Segment Open

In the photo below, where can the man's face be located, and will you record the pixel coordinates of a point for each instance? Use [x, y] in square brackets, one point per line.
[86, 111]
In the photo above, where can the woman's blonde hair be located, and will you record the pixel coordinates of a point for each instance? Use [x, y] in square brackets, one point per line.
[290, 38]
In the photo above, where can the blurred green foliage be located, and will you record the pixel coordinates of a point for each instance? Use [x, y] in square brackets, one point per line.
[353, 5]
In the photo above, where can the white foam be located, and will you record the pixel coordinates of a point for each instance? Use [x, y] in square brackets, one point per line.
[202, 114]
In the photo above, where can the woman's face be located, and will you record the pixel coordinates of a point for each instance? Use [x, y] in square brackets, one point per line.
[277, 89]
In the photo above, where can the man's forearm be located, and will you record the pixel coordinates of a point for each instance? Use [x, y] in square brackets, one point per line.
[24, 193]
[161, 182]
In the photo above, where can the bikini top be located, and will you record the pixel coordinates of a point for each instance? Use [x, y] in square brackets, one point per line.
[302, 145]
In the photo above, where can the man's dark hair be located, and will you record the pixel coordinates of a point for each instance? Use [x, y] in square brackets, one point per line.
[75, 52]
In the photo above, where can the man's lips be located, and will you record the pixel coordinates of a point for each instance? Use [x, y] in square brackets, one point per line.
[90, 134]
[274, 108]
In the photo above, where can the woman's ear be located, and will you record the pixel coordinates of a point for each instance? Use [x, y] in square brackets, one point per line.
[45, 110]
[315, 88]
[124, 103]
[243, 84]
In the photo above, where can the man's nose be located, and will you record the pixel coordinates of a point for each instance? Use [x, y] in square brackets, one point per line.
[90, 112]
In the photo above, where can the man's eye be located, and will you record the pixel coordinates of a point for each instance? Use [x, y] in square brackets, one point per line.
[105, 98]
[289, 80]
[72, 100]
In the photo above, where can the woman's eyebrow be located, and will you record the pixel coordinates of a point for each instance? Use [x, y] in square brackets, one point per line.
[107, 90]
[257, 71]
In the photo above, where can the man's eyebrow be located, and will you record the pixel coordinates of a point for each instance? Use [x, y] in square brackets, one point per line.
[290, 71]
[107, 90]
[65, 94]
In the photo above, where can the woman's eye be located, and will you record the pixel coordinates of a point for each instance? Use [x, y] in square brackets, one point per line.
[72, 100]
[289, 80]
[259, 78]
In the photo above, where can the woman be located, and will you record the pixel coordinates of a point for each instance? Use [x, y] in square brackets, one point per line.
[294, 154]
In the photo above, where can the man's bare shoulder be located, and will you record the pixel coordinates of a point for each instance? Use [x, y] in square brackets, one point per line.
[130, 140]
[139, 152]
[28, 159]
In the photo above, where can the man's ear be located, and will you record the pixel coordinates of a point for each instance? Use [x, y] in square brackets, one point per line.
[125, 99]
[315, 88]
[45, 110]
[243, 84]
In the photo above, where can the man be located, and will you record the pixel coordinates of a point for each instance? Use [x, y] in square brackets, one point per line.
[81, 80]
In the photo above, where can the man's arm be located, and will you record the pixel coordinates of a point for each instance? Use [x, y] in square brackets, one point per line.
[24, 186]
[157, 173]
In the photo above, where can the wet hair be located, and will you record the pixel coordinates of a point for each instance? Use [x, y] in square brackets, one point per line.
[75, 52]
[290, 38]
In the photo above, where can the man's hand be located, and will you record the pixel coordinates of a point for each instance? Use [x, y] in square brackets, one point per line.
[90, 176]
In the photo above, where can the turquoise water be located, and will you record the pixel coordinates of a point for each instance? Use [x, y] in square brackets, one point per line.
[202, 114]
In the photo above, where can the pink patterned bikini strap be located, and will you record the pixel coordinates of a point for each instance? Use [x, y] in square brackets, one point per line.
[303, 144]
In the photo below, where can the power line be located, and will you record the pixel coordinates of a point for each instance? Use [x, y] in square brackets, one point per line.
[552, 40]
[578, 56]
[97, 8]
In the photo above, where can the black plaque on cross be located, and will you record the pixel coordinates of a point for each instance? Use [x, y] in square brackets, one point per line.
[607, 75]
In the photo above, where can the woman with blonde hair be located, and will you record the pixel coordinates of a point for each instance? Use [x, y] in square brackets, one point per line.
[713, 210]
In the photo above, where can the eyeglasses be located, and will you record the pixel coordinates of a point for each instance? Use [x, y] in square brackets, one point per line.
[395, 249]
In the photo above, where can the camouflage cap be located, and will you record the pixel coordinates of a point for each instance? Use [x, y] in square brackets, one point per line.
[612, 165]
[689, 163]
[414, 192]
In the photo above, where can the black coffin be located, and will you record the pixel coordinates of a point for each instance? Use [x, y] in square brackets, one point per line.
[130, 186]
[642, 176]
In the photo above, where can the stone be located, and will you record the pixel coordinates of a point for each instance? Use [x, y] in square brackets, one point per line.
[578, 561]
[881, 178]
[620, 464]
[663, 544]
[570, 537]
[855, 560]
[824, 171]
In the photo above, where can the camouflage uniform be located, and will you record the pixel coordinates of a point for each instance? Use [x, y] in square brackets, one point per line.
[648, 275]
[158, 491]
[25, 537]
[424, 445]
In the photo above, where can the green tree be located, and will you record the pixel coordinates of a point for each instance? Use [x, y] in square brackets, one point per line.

Segment Closed

> [WORK TASK]:
Return each entry without altering a single word.

> [SOLUTION]:
In the photo below, where can the man's face be located, and will you record the pixel coordinates of a point for each instance? Use [x, y] in square brackets, one point per line.
[86, 111]
In the photo above, where can the woman's blonde hair be located, and will you record the pixel coordinates of a point for each instance? Use [x, y] in square brackets, one point per line.
[290, 38]
In the photo above, where can the blurred green foliage be located, and will you record the pixel coordinates of a point for each instance? Use [x, y] in square brackets, one point per line.
[353, 5]
In the photo above, where can the white foam be located, and will you record the pixel coordinates of a point for each instance? Use [x, y] in square brackets, one point per line.
[202, 114]
In the photo above, where can the woman's face be located, and will you record the pixel coordinates of a point for each instance? Use [x, y] in square brackets, one point per line.
[277, 89]
In the photo above, where can the man's forearm be located, and will you record the pixel coordinates of a point for each instance? Use [x, y] in square brackets, one point per line.
[24, 193]
[161, 182]
In the photo above, where can the bikini top be located, and will you record the pixel coordinates of a point for each instance? Use [x, y] in square brackets, one point per line.
[302, 145]
In the photo above, where can the man's dark hair be located, and will you record the pixel coordinates of a point for each instance? Use [x, y] in square brackets, one point per line.
[75, 52]
In the photo above, where can the man's lips be located, and will you record the pixel coordinates of a point for each instance? Use [x, y] in square brackets, one point per line.
[90, 134]
[274, 108]
In the photo above, where can the woman's ear be located, and will you record the pixel coordinates of a point for each instance? Use [x, y] in square brackets, one point per line.
[45, 110]
[315, 88]
[124, 103]
[243, 84]
In the photo above, where can the man's nose be located, and will you record the pixel coordinates of a point for each instance? Use [x, y] in square brackets, one point per line.
[90, 112]
In the photo above, where can the man's eye be located, and will you record the pixel coordinates of a point for each instance? Use [x, y] in square brackets, one point per line.
[105, 98]
[289, 80]
[72, 100]
In the photo above, where can the woman's eyebrow be located, and will you record the pixel coordinates of a point for each instance? Use [x, y] in square brackets, one point per line.
[107, 90]
[257, 71]
In the photo above, where can the man's eyebrow be located, and will you record the pixel coordinates of a point for each instance? Use [x, y] in square brackets, one point per line.
[290, 71]
[107, 90]
[65, 94]
In the photo above, where can the woman's eye be located, and will you record the pixel coordinates of a point for each instance? Use [x, y] in square brackets, one point per line.
[72, 100]
[289, 80]
[259, 78]
In the photo above, where can the woman be located, and will you record the pixel coordinates of a point for each instance? Use [x, y] in square brackets, one point per line.
[294, 154]
In the photo above, where can the man's bare shoulder be located, and will you record the pixel coordinates of a point for each instance? Use [x, y] in square brackets, one point per line.
[130, 140]
[139, 152]
[28, 159]
In the photo above, where can the man's ear be located, and will you record the pixel coordinates of a point for each instance? Use [x, y] in square brackets, one point per line.
[125, 99]
[315, 88]
[45, 110]
[243, 84]
In the photo above, where can the man be located, and will you record the pixel coordinates of a point for each instance? Use [x, y] in square brackets, one point per line.
[81, 80]
In the photo above, where can the man's arm be located, and will you record the pixel coordinates of a point for each instance? Use [x, y] in square brackets, one point per line.
[24, 186]
[157, 173]
In the photo above, where can the wet hair be located, and will you record the pixel coordinates of a point for each instance? Use [x, y] in square brackets, one point per line.
[75, 52]
[290, 38]
In the photo above, where can the man's hand be located, and will you record the pixel coordinates of a point for each instance? Use [x, y] in square brackets, one point per line.
[90, 176]
In the photo above, where can the turquoise water be located, and will you record the pixel coordinates of a point for each instance? Use [x, y] in square brackets, one point per line.
[202, 114]
In the photo above, where can the pink patterned bikini strap be located, and will you record the pixel coordinates of a point for each instance? Use [x, y] in square brackets, one point per line.
[303, 144]
In the photo below, where can the power line be located, and will you record the pixel coordinates of a point for each instance? Use [x, y] in square brackets, one point per line.
[552, 40]
[578, 56]
[97, 8]
In the photo above, where can the black plaque on cross be located, and will you record the pixel coordinates of a point for each instance? Use [x, y] in square brackets, one point per line.
[607, 75]
In the photo above, where can the woman with blonde hair be located, and will you record the pixel coordinates of a point for each instance? Use [x, y] in square brackets, one point per line.
[713, 210]
In the photo above, where can the eyeglasses be located, and will you record the pixel coordinates of a point for each instance? Use [x, y] in square brackets, one point per line.
[395, 249]
In the photo above, where can the camouflage cap be located, and will you record the pixel coordinates of a point for each instance? Use [x, y] in square brackets, one point per line.
[612, 165]
[689, 163]
[414, 192]
In the photo above, where can the black coffin be located, and will you record the pixel coordinates of a point for each instance? Use [x, y] in square brackets, one point per line.
[130, 186]
[642, 176]
In the photo above, where can the stone be located, and will you record the pixel coordinates of a point for each instance? Use [x, y] in square brackets, one point per line.
[578, 561]
[881, 178]
[620, 464]
[663, 544]
[570, 537]
[855, 560]
[824, 171]
In the photo above, where can the camouflage uniform be located, and will you record the pixel coordinates of a point for each instance? Use [x, y] in square brackets, one point per line.
[648, 275]
[158, 491]
[25, 537]
[424, 445]
In the photo above, where can the green tree be located, and will you record the pixel coordinates of a point for each instance? Use [x, y] in square brackets, one point per line.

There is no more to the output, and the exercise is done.